--- Geciteerde passage ---
Bij Wet van 15 april 2025, houdende voorstel van wet van de leden Timmermans en Bikker
tot wijziging van het Wetboek van Strafrecht in verband met de invoering van het discriminatoir
aspect als strafverzwaringsgrond zijn de artikelen 137c tot en met 137f en 429quater
Sr laatstelijk gewijzigd op 1 juli 2025 (Stb. 2025, 74), waarbij de discriminatiegrond «hetero- of homoseksuele gerichtheid» telkens is
vervangen door «seksuele gerichtheid» en de grond «lichamelijke, psychische of verstandelijke
handicap» telkens is vervangen door «handicap». Met deze wet is daarnaast het discriminatoir
aspect als algemene strafverzwaringsgrond ingevoerd (Stb. 2025, 74). Op grond van het ingevoerde artikel 44bis Sr kunnen commune strafbare feiten met
een discriminatieaspect zwaarder worden bestraft. Ook commune uitingsdelicten – zoals
persoonlijke belediging (artikel 266 Sr) – met een discriminatieaspect kunnen als
een vorm van hate speech worden beschouwd.
---
* [Opdracht] Geef alle discriminatiegronden die in de geciteerde passage tussen «» worden aangehaald.
--- Gegevens ---
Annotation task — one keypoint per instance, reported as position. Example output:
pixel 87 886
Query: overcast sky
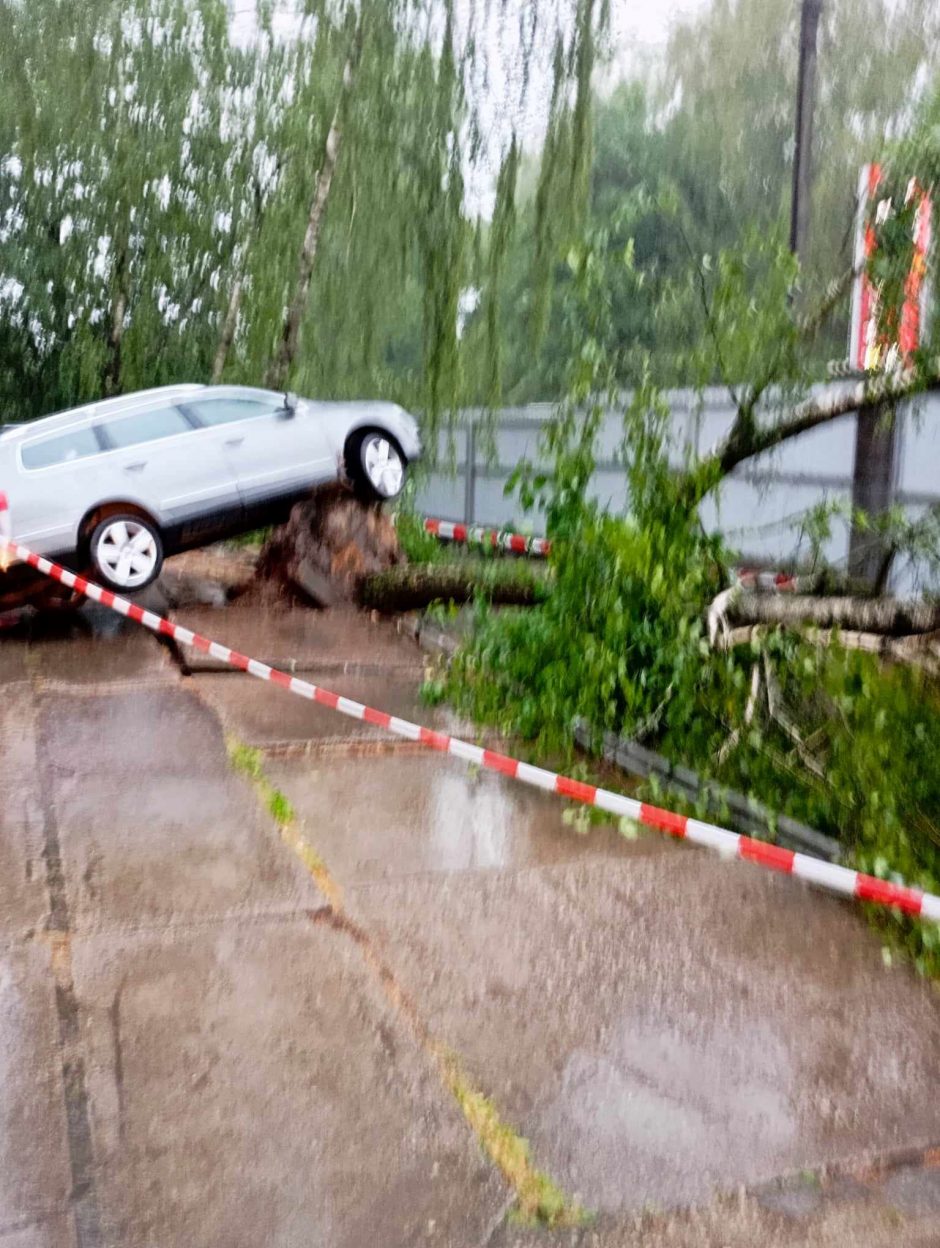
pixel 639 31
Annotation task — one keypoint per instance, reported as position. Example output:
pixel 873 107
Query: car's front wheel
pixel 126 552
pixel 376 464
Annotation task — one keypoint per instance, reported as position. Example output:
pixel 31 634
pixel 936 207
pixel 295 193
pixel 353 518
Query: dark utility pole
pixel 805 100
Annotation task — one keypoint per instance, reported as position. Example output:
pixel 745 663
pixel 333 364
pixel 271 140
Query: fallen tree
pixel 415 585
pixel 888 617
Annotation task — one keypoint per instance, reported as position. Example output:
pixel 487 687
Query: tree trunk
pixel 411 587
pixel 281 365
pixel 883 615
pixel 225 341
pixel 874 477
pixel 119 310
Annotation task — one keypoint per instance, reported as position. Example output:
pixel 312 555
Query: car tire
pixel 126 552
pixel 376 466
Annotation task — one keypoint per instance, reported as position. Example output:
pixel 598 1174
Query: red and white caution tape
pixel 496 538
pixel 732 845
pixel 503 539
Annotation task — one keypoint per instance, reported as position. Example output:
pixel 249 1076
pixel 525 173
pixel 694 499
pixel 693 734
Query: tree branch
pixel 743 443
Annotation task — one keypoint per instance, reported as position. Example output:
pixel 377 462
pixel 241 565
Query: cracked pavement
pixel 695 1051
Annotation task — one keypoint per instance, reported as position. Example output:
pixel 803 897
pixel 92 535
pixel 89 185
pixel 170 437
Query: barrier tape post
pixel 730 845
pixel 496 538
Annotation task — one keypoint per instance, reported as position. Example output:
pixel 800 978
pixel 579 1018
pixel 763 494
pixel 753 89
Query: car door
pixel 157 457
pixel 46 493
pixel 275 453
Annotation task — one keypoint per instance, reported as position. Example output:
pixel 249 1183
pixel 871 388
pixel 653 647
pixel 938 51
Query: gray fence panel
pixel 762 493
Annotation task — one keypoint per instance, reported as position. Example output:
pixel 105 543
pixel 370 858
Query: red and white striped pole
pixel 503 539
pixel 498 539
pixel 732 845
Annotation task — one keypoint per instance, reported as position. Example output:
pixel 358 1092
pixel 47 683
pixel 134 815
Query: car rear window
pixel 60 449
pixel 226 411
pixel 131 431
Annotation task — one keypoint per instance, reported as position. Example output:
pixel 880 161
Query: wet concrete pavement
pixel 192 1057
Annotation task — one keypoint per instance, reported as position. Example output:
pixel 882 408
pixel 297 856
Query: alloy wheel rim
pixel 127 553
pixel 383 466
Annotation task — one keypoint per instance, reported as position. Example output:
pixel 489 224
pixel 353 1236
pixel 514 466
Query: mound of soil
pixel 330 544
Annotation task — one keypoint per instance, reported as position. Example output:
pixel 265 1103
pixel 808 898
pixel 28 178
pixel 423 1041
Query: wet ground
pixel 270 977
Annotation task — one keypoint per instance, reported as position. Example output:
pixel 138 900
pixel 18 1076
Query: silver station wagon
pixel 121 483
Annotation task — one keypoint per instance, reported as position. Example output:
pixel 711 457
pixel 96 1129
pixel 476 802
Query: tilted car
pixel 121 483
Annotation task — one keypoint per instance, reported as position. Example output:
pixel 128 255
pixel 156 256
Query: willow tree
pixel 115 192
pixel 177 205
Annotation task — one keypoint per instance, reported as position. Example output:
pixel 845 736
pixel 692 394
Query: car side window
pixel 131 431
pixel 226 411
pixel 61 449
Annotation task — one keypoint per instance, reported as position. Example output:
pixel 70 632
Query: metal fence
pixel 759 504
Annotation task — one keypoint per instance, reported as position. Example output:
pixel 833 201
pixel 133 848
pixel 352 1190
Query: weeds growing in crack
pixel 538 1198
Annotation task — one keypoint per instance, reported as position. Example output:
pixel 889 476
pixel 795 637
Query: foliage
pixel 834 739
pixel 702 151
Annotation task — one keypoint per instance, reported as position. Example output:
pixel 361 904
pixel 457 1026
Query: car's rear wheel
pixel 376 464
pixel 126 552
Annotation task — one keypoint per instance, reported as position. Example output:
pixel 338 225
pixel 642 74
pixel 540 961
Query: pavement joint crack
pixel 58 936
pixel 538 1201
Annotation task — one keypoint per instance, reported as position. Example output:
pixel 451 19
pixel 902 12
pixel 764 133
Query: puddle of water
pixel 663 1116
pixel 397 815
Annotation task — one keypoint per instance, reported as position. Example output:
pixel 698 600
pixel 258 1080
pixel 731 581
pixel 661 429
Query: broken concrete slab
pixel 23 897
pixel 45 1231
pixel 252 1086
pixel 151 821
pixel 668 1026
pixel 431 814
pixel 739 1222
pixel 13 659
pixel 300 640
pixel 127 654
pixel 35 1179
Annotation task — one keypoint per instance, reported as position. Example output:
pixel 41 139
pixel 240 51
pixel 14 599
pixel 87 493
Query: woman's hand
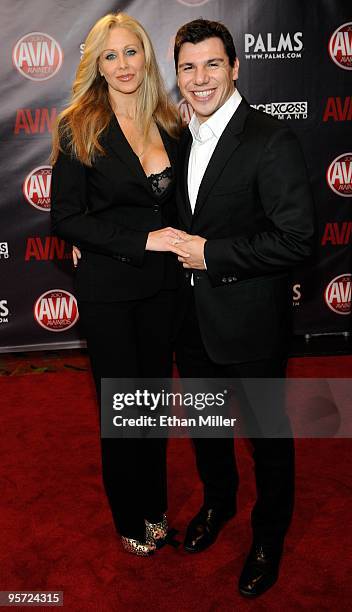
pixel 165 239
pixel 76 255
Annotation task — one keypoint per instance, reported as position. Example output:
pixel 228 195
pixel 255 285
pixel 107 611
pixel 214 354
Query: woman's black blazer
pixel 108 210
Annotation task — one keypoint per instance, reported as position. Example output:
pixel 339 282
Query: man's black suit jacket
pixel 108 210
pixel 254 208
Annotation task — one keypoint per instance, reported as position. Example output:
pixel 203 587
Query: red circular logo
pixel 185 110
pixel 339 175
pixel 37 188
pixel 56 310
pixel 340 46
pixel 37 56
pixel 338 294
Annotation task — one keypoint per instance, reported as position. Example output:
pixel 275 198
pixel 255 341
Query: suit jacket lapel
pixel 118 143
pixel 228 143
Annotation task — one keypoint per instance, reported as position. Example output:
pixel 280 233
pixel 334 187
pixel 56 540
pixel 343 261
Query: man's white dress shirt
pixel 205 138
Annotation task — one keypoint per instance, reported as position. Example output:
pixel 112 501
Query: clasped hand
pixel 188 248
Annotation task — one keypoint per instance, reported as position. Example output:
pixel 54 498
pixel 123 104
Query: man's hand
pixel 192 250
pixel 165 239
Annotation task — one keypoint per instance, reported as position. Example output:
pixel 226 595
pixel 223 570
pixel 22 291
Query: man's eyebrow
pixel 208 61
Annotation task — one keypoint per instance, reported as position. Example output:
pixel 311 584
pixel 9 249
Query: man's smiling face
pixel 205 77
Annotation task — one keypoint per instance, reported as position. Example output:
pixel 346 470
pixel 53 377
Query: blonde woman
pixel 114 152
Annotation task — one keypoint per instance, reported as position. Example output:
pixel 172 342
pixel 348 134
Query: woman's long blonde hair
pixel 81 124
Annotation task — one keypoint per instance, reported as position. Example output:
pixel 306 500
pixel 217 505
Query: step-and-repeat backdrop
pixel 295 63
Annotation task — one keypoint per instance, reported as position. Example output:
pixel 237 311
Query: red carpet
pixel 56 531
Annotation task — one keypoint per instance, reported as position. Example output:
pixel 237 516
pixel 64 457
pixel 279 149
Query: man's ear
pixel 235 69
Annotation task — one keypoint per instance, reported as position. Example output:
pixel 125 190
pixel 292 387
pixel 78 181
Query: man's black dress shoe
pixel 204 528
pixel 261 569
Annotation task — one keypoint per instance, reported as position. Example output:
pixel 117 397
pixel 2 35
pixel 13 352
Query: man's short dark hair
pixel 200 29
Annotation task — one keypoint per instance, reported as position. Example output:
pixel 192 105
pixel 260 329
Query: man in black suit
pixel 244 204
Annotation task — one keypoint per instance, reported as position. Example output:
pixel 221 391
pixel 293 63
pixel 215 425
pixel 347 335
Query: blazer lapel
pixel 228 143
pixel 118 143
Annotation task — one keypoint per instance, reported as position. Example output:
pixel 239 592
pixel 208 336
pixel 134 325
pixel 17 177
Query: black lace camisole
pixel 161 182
---
* [Antwoord]
- hetero- of homoseksuele gerichtheid
- seksuele gerichtheid
- lichamelijke, psychische of verstandelijke handicap
- handicap